→ **Provided passage**:
====================

In November 2003, shortly after giving birth to a daughter, Le Keisha Ruffin began feeling pain in her pelvic region. She had no idea what was causing the suffering so she sought the advice of an ob/gyn.

“I was assured that the pain was caused by the cesarean section I had a few weeks prior,” Ruffin says. “But the pain intensified, and I constantly returned to the hospital. I kept hoping I’d finally get some answers.”

Desperate to discover the reason for her pain, Ruffin decided to check her family’s medical history for clues. “I found out a little bit later that my grandmother experienced something similar when she was around my age and had given birth to her child,” she says.

Finally, after she’d logged numerous visits to the emergency room, doctors at Detroit’s Sinai-Grace Hospital diagnosed Ruffin with deep vein thrombosis (DVT) in January 2004.

DVT occurs when a blood clot forms in one of the body’s large veins (usually in the lower limbs), leading to partial or complete blockages in the leg, thigh or pelvis. If this clot breaks loose from the vein’s wall, it may travel to the lung and cause a blockage there—called a pulmonary embolism (PE). Symptoms of PE include shortness of breath, sharp chest pains or coughing blood.

As Ruffin speculated, DVT can have a genetic link. Other risk factors include age, late-stage pregnancy, smoking and inactivity. Of these, smoking is a major contributor, especially for women older than 35 who take birth control pills.

More conditions that can lead to DVT onset include a variety of cancers that generally increase blood clot risk, and long periods of restricted movement (caused by surgery or trips by car or airplane).

Each year, DVT affects about 1 million people in the United States. Of that number, nearly 600,000 are hospitalized, and 300,000 die of DVT-related PE. More than 50 percent of people with DVT show no symptoms. But of those who do, they experience swelling, tenderness, pain and skin redness in the affected area of the body.

While DVT can affect anyone, African Americans have a significantly higher risk of developing the condition compared with other ethnic groups in the United States, says Garth Graham, MD, MPH, deputy assistant secretary for minority health at the U.S. Department of Health and Human Services.

Why is that?

“That’s the kind of major question we don’t have all the answers to,” Graham says. “But what we do know is that obesity, and other related illnesses, can increase your risk of deep vein thrombosis. African Americans have a higher incidence of these illnesses, which may account for their higher risk of DVT and PE .”

But it’s not all doom and gloom.

Although you can’t change your family history, you can change your lifestyle to reduce the chance of developing DVT. The best modifications, Graham suggests, are to eat a healthy diet and exercise regularly.

Since she began treatment after her DVT diagnosis, Ruffin has done just that. She follows a vegetarian diet and consistently works out. She’s also educated herself about what causes DVT and which foods help heal the body.

Graham also recommends taking charge of your health. For example, if you know an upcoming surgery will immobilize you, then speak to your medical provider beforehand about DVT prevention medication.

====================

→ **Raw data**:
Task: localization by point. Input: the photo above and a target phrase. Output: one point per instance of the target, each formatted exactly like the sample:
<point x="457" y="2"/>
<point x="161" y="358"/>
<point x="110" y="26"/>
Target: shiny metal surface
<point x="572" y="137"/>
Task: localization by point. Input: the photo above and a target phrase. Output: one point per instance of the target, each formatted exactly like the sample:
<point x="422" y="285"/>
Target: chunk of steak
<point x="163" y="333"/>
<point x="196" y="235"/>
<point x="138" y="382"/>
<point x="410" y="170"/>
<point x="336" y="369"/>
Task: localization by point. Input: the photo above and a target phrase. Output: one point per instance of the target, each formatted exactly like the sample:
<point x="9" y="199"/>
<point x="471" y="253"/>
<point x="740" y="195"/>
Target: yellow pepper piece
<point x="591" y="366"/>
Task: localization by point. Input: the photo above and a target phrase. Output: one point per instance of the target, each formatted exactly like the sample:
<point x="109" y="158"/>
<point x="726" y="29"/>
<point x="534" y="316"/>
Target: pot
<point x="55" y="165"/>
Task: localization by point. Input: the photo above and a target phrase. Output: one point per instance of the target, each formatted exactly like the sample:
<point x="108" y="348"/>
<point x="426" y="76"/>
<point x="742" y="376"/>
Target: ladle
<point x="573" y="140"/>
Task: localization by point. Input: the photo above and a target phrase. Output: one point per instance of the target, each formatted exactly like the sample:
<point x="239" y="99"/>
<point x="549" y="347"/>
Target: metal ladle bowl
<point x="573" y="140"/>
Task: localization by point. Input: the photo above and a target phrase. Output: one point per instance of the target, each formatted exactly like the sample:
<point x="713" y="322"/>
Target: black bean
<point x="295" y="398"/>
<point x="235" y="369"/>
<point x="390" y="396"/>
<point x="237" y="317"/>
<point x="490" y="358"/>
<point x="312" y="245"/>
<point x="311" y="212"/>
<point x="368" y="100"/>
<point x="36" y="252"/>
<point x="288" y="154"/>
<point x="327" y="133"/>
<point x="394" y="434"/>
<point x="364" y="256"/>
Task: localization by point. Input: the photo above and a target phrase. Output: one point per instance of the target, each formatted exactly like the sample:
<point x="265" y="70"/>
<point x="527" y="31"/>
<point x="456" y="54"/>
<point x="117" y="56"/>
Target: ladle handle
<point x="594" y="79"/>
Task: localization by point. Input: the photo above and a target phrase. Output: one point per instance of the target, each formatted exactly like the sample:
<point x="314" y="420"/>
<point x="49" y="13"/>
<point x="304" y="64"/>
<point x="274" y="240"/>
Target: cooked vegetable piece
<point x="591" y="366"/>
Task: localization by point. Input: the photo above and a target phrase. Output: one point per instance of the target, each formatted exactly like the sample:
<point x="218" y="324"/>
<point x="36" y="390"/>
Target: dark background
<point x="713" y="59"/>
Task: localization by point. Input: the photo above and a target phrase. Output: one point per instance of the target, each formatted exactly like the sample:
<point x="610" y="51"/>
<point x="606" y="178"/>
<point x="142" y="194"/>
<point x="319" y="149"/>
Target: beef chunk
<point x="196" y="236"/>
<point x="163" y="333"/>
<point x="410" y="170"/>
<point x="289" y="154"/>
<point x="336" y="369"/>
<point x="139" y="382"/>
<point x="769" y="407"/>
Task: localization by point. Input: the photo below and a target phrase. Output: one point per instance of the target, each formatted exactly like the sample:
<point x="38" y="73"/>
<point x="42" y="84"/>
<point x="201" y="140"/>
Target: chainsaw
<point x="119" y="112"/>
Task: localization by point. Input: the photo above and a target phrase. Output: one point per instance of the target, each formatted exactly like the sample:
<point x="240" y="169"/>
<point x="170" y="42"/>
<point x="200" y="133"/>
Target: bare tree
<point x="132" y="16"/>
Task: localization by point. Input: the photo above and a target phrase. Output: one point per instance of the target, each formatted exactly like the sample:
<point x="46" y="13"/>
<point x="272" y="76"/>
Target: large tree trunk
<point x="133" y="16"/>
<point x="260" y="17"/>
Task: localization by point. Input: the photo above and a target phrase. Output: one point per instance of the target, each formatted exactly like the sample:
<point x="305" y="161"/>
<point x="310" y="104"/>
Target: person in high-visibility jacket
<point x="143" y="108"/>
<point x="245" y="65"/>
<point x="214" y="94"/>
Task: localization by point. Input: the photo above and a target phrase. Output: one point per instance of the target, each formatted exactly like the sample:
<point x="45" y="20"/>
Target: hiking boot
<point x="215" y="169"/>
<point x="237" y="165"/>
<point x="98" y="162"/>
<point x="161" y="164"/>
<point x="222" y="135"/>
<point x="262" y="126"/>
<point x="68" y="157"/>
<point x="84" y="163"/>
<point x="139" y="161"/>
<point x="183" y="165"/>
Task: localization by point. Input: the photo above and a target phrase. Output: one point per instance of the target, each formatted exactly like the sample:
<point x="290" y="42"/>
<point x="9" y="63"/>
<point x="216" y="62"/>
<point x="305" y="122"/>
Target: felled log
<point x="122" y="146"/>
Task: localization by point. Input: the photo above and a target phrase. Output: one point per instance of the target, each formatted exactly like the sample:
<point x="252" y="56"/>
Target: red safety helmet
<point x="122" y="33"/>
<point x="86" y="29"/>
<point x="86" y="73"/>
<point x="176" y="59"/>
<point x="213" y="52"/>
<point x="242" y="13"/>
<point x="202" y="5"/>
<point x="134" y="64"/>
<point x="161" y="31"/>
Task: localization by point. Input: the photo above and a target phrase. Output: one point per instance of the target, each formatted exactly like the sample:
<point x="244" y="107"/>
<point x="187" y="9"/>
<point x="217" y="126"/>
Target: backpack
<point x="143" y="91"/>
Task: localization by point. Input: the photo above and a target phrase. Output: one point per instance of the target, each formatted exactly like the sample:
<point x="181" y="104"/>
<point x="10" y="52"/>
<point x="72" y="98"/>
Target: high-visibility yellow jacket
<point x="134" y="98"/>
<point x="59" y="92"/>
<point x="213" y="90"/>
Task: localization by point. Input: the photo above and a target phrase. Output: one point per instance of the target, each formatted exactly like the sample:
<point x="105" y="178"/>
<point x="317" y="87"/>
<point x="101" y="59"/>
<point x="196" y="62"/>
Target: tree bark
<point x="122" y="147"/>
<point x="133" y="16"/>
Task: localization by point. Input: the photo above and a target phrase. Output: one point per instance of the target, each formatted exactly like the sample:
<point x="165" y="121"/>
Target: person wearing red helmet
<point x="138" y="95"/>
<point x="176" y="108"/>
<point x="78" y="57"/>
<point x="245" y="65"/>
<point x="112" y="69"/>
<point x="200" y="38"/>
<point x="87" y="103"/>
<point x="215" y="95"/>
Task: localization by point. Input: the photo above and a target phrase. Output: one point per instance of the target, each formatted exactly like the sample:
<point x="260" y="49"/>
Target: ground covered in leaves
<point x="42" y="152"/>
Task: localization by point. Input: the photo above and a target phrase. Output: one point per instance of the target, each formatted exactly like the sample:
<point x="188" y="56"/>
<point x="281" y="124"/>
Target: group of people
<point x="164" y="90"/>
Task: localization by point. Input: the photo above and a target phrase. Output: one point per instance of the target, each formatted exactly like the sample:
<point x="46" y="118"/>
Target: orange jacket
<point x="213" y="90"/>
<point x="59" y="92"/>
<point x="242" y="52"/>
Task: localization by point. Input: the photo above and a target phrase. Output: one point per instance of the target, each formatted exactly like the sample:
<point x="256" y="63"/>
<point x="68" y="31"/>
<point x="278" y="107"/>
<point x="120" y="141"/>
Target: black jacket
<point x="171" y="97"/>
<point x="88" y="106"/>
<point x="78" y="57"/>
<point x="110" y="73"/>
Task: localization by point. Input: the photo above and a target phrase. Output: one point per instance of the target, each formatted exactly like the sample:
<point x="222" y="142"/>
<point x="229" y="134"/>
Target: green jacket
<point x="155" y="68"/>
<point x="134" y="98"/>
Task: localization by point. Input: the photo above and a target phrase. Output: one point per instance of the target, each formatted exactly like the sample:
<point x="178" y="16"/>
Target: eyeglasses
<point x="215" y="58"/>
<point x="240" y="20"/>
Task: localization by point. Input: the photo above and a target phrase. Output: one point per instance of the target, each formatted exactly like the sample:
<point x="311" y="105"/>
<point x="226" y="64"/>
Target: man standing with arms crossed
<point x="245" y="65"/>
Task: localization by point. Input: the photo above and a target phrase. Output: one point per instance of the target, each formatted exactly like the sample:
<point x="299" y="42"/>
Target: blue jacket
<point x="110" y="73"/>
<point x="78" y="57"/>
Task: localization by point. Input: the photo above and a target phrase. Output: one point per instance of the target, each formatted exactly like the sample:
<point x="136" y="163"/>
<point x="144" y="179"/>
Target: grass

====================

→ **The problem**:
Set down the stretch of the deep vein thrombosis article from "Why is that?" through "and exercise regularly." with its wording unchanged.

→ **Answer box**:
Why is that?

“That’s the kind of major question we don’t have all the answers to,” Graham says. “But what we do know is that obesity, and other related illnesses, can increase your risk of deep vein thrombosis. African Americans have a higher incidence of these illnesses, which may account for their higher risk of DVT and PE .”

But it’s not all doom and gloom.

Although you can’t change your family history, you can change your lifestyle to reduce the chance of developing DVT. The best modifications, Graham suggests, are to eat a healthy diet and exercise regularly.